** Document excerpt **
--------------------
Debate heats up over claims against PI firms’ deductions

The debate started by the recent cases brought by Leeds firm JG Solicitors trying to challenge deductions that personal injury solicitors made from clients’ damages has heated up, with the firm warning that it was not letting up its campaign.

The ACL was asked to comment on the issue by the Law Society Gazette, and said in a statement: “Master James (pictured) said recently that the SCCO was receiving ‘a large and increasing number’ of applications for former clients’ files.

“But those looking to challenge former solicitors’ charges have several hurdles to clear and the recent reported cases show that this is not easy. Detailed attacks on bills are reminiscent of last decade’s costs wars and ultimately emphasise the need for solicitors to ensure that their retainers are rock solid to start with.”

After two costs judges refused applications by former clients to obtain parts of firms’ files over which the solicitors have proprietary rights, last week the High Court ruled in the Mooney Everett case that it was only a solicitor who could determine “the content and terms” of their demand for payment, and not the client or the court. It ruled that a bill that was not sent to a client could not be treated as delivered after that firm handed over its file containing the bill to the client.
--------------------
** Task instructions **
1. In the article above about deductions from personal injury damages, what did the High Court rule in the Mooney Everett case about who could determine the content and terms of a solicitor's demand for payment?
2. Write the next few paragraphs of the article on the dispute over personal injury firms' deductions, beginning right after its final sentence.

** Record excerpts **
--------------------
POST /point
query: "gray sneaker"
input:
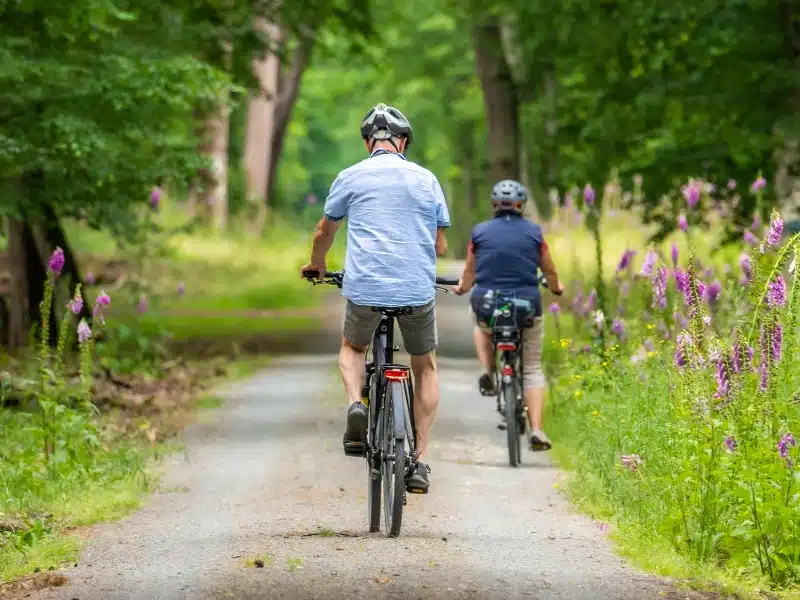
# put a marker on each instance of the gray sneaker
(540, 441)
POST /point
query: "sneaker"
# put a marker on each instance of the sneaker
(417, 478)
(355, 436)
(540, 441)
(486, 385)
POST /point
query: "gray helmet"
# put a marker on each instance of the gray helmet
(384, 122)
(509, 195)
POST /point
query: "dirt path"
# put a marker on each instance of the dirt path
(266, 478)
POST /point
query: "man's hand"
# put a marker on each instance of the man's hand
(320, 268)
(459, 289)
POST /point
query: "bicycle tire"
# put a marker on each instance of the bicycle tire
(512, 424)
(394, 455)
(373, 478)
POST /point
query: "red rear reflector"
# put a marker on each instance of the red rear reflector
(395, 374)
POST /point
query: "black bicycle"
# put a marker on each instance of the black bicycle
(391, 435)
(507, 315)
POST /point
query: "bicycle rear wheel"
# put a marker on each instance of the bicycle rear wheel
(512, 423)
(394, 458)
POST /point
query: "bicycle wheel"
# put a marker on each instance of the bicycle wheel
(512, 423)
(394, 458)
(374, 467)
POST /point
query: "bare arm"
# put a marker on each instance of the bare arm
(549, 269)
(441, 242)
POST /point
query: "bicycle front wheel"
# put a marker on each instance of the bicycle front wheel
(394, 458)
(512, 423)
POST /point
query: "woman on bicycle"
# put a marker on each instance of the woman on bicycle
(504, 257)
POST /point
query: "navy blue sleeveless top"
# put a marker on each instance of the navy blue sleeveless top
(507, 257)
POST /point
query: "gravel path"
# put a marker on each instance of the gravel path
(266, 478)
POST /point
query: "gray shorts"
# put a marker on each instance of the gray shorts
(418, 329)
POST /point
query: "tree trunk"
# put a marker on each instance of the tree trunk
(260, 126)
(500, 100)
(289, 89)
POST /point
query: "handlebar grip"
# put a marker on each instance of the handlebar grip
(446, 281)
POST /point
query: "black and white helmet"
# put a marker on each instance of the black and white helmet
(384, 122)
(509, 195)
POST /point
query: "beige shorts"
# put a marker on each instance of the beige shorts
(532, 344)
(418, 329)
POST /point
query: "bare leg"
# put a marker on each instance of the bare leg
(483, 346)
(351, 366)
(534, 400)
(426, 398)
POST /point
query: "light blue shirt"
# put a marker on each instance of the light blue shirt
(393, 208)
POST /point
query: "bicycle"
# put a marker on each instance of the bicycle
(507, 350)
(391, 432)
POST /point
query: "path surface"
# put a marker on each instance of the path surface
(265, 477)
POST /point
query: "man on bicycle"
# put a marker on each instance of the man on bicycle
(504, 256)
(396, 215)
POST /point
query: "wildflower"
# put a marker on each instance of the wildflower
(660, 288)
(776, 292)
(631, 461)
(84, 333)
(723, 382)
(775, 230)
(786, 442)
(776, 339)
(713, 291)
(692, 194)
(589, 195)
(758, 185)
(618, 328)
(155, 197)
(625, 260)
(56, 263)
(76, 304)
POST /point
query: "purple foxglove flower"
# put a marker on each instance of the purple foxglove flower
(660, 288)
(84, 333)
(776, 292)
(76, 304)
(589, 195)
(786, 442)
(649, 263)
(618, 328)
(155, 197)
(776, 339)
(692, 194)
(775, 230)
(56, 262)
(758, 185)
(625, 260)
(713, 291)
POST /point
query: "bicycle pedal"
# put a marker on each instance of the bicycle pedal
(355, 449)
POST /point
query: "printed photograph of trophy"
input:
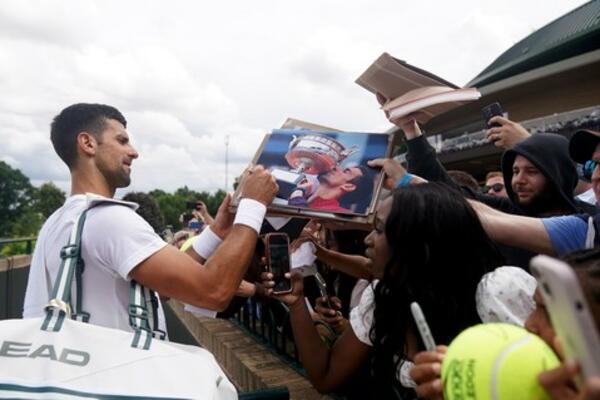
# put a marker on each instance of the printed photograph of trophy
(324, 172)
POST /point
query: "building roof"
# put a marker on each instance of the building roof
(574, 33)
--------------------
** Expected results **
1. Only the solicitor could determine the content and terms of the demand for payment, not the client or the court.

2.
However, James Green, managing director of JG Solicitors, told the Gazette that the firm would “continue to fight” for clients who had been advised that their lawyers were entitled to take 25% of their damages.

It quoted Clerksroom barrister Robin Dunne, who was instructed by JG Solicitors in Mooney Everett, as saying the issue was “not going to go away”, with recent arguments over disclosure masking wider underlying issues.

He told the Gazette: “The fundamental problem is that some solicitors take the 25% maximum contribution as the sum that will be recovered in any case, whatever the work done. The reasons for this are commercially understandable and I have sympathy with firms trying to successfully run PI practices in the current climate. However, that does not justify overcharging – the 25% is a maximum cap, not a starting point or a figure that should be recovered on every case.”

Mr Dunne advised firms to provide clients with a full breakdown of their costs and deductions at the time the invoice was raised, giving clients the chance to bring up any concerns at the time rather than litigate later.

The story also generated a good number of reader comments. See here.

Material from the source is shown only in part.